--- START ---
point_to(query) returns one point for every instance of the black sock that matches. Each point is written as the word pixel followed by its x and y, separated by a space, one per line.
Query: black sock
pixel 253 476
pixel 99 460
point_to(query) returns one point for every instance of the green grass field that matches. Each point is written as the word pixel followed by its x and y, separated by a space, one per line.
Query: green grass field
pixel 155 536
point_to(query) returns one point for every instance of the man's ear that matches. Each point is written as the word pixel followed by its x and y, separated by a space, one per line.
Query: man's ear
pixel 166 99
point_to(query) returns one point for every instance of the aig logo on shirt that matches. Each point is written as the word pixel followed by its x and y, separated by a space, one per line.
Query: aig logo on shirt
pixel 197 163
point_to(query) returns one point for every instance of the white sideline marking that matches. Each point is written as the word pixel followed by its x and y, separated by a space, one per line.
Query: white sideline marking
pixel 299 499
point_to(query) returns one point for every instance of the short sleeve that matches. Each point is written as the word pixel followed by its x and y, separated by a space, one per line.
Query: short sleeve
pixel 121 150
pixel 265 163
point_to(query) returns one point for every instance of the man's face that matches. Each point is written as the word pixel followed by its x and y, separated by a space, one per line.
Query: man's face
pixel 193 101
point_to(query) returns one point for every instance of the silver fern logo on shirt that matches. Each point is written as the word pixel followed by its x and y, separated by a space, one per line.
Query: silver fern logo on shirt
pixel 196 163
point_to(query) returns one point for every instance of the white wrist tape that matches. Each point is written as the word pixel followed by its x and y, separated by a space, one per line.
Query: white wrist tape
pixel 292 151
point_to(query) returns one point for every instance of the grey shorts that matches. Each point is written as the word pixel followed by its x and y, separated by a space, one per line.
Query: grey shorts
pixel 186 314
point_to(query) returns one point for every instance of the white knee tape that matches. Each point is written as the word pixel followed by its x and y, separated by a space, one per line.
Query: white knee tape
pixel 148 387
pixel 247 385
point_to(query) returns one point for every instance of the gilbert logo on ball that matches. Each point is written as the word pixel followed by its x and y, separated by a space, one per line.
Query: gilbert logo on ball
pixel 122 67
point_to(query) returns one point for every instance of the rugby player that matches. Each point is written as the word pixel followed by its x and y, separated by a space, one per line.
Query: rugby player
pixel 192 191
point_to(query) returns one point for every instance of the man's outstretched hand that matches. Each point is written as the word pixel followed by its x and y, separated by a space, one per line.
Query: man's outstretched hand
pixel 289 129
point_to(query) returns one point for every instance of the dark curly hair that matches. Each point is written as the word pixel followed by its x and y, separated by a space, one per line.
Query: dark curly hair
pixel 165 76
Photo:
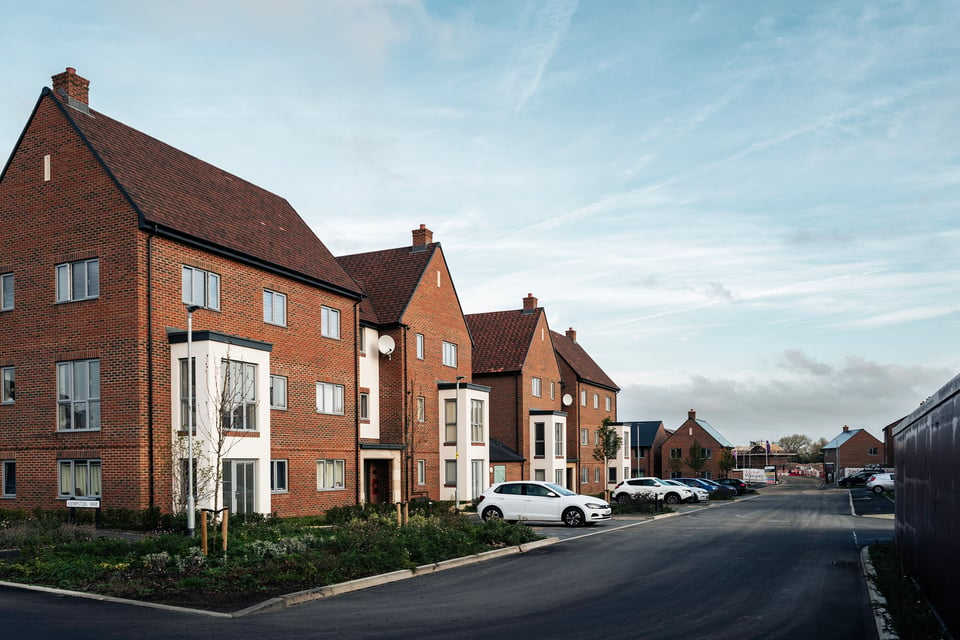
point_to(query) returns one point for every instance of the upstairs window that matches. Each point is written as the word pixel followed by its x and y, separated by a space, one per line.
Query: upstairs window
pixel 274 308
pixel 449 354
pixel 78 395
pixel 78 280
pixel 329 322
pixel 9 375
pixel 239 399
pixel 6 287
pixel 201 288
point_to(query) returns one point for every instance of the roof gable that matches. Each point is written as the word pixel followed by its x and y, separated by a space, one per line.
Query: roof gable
pixel 502 339
pixel 179 195
pixel 582 364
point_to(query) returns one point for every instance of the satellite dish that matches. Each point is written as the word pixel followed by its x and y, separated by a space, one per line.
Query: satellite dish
pixel 386 345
--- END ---
• Assignment:
Could you reproduce the data above exactly, without its pictures?

• Exercise answer:
point_to(query) returns one point for every instance of the black sock that matches. Each point is written as the word pixel followed by its x and y, separated by a space, one per line.
Query: black sock
pixel 253 476
pixel 99 460
point_to(query) returns one point for every instance of the green grass field that matches. Each point is written as the word pixel followed by its x and y, separated by a space, one per line.
Query: green grass field
pixel 155 536
point_to(query) returns one point for every instance of the man's ear that matches. Each point is written as the word pixel followed by its x and y, separated by a space, one per line.
Query: man's ear
pixel 166 99
point_to(query) returns one point for every instance of the aig logo on shirt that matches. Each point is written as the word pixel followed by its x and y, separated by a space, one per line.
Query: aig logo on shirt
pixel 197 163
point_to(query) returns one point for every instance of the white sideline marking that matches. Each point is written as the word pixel followed by its x and y, separated by a space, one per line.
Query: white sideline marking
pixel 299 499
point_to(query) returns one point for every instance of the short sleeve that matches. Each point is written as the word pixel followed by its x and y, separated by a space, one per line.
Query: short sleeve
pixel 121 150
pixel 265 163
point_to(query) returns one point for every instance of the man's face that matches. Each point is written as the word pixel followed by its x and y, separated by a space, one per line.
Query: man's face
pixel 193 101
point_to(query) returns one point for every instance of the silver fern logo on shirt that matches. Each point is written as the word pixel followed by its x and y, separated by a space, one per line.
Query: silver fern logo on shirt
pixel 196 163
point_to(query) returns one point for every instance of the white wrist tape that matches. Each point is written as the word pixel followed by its x and y, separated by a space, one per line.
Query: white wrist tape
pixel 292 151
point_to(query) returns one point for every instance of the grey shorts that matches. Each point is written as the word pixel followed by its x and y, separated by a space, one per line.
Query: grey shorts
pixel 186 314
point_to(query) returns one point for every instance of the white knee tape that matches. Each point is written as the word pixel followed by its x and y, separated by a space, one per line.
Query: white knee tape
pixel 148 387
pixel 247 385
point_to(query) returns one point for every instance of the gilbert logo on ball that matches. Each point is written as the word pixel followed by its x and y, separated by a space, one per line.
Query: gilbert logo on ball
pixel 122 67
point_to(query) returns one point for every instance of the rugby player that matches. Each point is written as the word pixel followed by its x and y, separated by a space, one per line.
Query: rugby player
pixel 192 191
point_to(query) returns one point for every instance of the man's outstretched hand that matches. Each point is written as the word pixel followed by its x and y, separated by a space, one per line.
Query: man's outstretched hand
pixel 289 129
point_to(query) returns one point for every instance of the dark curly hair that matches. Each point is written as the word pixel followed by its x and y, separated by a space, one per line.
Query: dark curly hair
pixel 165 76
Photo:
point_to(query) returns one point for every instance of the upstairs window that matches. Each point is written as the word pixel followed by its x and y, separated by a space, one per line.
Query: upstairs window
pixel 274 308
pixel 449 354
pixel 78 395
pixel 78 280
pixel 329 322
pixel 9 375
pixel 239 399
pixel 6 287
pixel 201 288
point_to(query) returns one point for every instance of the roof gable that matches. Each point is written as the word pixel followed by its x and y, separated by a space, one per line.
Query: roof gable
pixel 502 339
pixel 179 195
pixel 582 364
point_to(query) returns one point for every instance of the satellite dish that matches. Each point is written as the word pixel followed by its x and y, separated by a space, one per line.
Query: satellite dish
pixel 386 345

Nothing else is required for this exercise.